> _Records from a point-labeling set_:
-=-=-

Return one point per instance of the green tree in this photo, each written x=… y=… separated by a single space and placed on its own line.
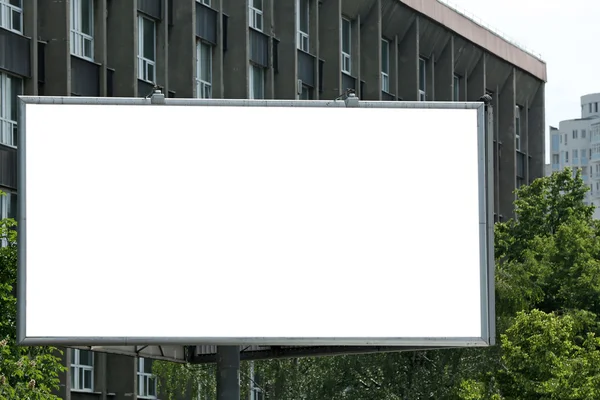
x=26 y=373
x=547 y=305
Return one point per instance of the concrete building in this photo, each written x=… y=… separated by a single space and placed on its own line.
x=576 y=144
x=412 y=50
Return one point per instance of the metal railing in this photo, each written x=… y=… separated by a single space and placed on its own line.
x=490 y=28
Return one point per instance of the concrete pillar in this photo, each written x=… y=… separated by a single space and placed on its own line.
x=394 y=79
x=408 y=63
x=100 y=42
x=218 y=71
x=370 y=54
x=476 y=84
x=30 y=28
x=182 y=49
x=444 y=72
x=268 y=29
x=314 y=18
x=162 y=48
x=356 y=54
x=236 y=61
x=55 y=28
x=285 y=30
x=505 y=113
x=122 y=46
x=536 y=133
x=228 y=372
x=64 y=384
x=100 y=383
x=330 y=47
x=430 y=88
x=122 y=376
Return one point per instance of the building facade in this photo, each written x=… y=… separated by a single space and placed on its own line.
x=411 y=50
x=576 y=144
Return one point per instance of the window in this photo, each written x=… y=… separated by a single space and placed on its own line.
x=203 y=70
x=146 y=49
x=82 y=370
x=303 y=27
x=82 y=28
x=255 y=14
x=422 y=79
x=10 y=88
x=146 y=380
x=385 y=65
x=518 y=128
x=346 y=46
x=257 y=82
x=456 y=88
x=306 y=93
x=11 y=15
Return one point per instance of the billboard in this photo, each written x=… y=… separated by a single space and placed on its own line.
x=271 y=223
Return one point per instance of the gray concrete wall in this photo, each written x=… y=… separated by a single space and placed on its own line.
x=236 y=61
x=370 y=54
x=285 y=30
x=54 y=27
x=182 y=49
x=330 y=48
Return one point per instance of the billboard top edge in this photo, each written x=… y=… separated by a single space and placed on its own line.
x=134 y=101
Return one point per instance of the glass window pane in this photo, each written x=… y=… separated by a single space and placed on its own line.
x=87 y=379
x=385 y=62
x=304 y=10
x=87 y=48
x=150 y=76
x=206 y=59
x=148 y=39
x=16 y=21
x=346 y=36
x=85 y=357
x=86 y=17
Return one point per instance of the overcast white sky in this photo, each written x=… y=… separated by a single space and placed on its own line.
x=565 y=33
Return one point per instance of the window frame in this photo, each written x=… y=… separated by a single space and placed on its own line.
x=78 y=37
x=8 y=93
x=202 y=85
x=385 y=66
x=144 y=381
x=302 y=37
x=255 y=15
x=6 y=15
x=144 y=62
x=346 y=57
x=77 y=384
x=252 y=80
x=422 y=77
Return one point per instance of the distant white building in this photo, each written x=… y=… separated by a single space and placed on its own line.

-=-=-

> _Given problem_: Write out the entire listing above line for line, without alteration, and omit the picture from your reproduction.

> _Final result_:
Return one point per instance of the green tree in this photo, each written x=… y=… separated by a single space and placed on its own line.
x=26 y=373
x=547 y=305
Return one point per instance of the concrete building in this photo, each written x=… y=… separated by a single space and placed on its own line.
x=576 y=144
x=412 y=50
Return one point per instance of the metal railing in this photo, each written x=… y=… separated by a single space and placed on its own line.
x=490 y=28
Return one point per instance of the concrete pillar in this photo, each written x=… y=… separated by a single space and placed on its own line.
x=394 y=79
x=408 y=63
x=100 y=42
x=218 y=71
x=370 y=54
x=476 y=84
x=30 y=28
x=182 y=49
x=444 y=72
x=268 y=29
x=314 y=18
x=162 y=48
x=356 y=54
x=236 y=61
x=55 y=28
x=285 y=30
x=505 y=113
x=122 y=46
x=536 y=133
x=228 y=372
x=64 y=384
x=100 y=383
x=330 y=47
x=430 y=88
x=122 y=376
Return one point per instance of the building facade in this photo, each written x=… y=… separated by a single space and placed on its own line.
x=411 y=50
x=576 y=144
Return one point per instance of the window in this photo, each written x=… y=… separated by a single space and placed on its own line.
x=203 y=70
x=146 y=49
x=82 y=370
x=303 y=27
x=82 y=28
x=255 y=14
x=422 y=79
x=10 y=88
x=146 y=380
x=385 y=65
x=518 y=128
x=346 y=46
x=257 y=82
x=456 y=88
x=306 y=93
x=11 y=15
Return one point per instance of the billboard in this photo, each written x=… y=… separated by a single space and placed on its own line.
x=271 y=223
Return one point per instance of the gray concrete wall in this photo, each written x=… y=… separated by a single space and placed on its own line.
x=236 y=61
x=370 y=54
x=285 y=30
x=54 y=27
x=182 y=49
x=330 y=48
Return one point per instance of the billboard top edge in this photo, each written x=… y=… separated by a single space and placed on its own line.
x=134 y=101
Return one point per instance of the glass window pane in this photo, each written x=… y=… separated by a single space and placed on its own line.
x=87 y=379
x=385 y=62
x=304 y=10
x=87 y=48
x=150 y=76
x=206 y=59
x=148 y=39
x=16 y=21
x=346 y=36
x=85 y=357
x=86 y=17
Return one point per instance of the overcast white sky in this photo, each written x=… y=… separated by a single space and placed on its own line.
x=565 y=33
Return one point per instance of the window frame in this photo, each written x=… y=… separated by a single space and placed on its own line.
x=78 y=37
x=8 y=93
x=202 y=85
x=385 y=66
x=144 y=381
x=302 y=37
x=255 y=15
x=6 y=15
x=144 y=62
x=346 y=57
x=77 y=384
x=252 y=80
x=422 y=77
Return one point per instance of the distant white building in this photo, each written x=… y=… separated by a single space and placed on its own line.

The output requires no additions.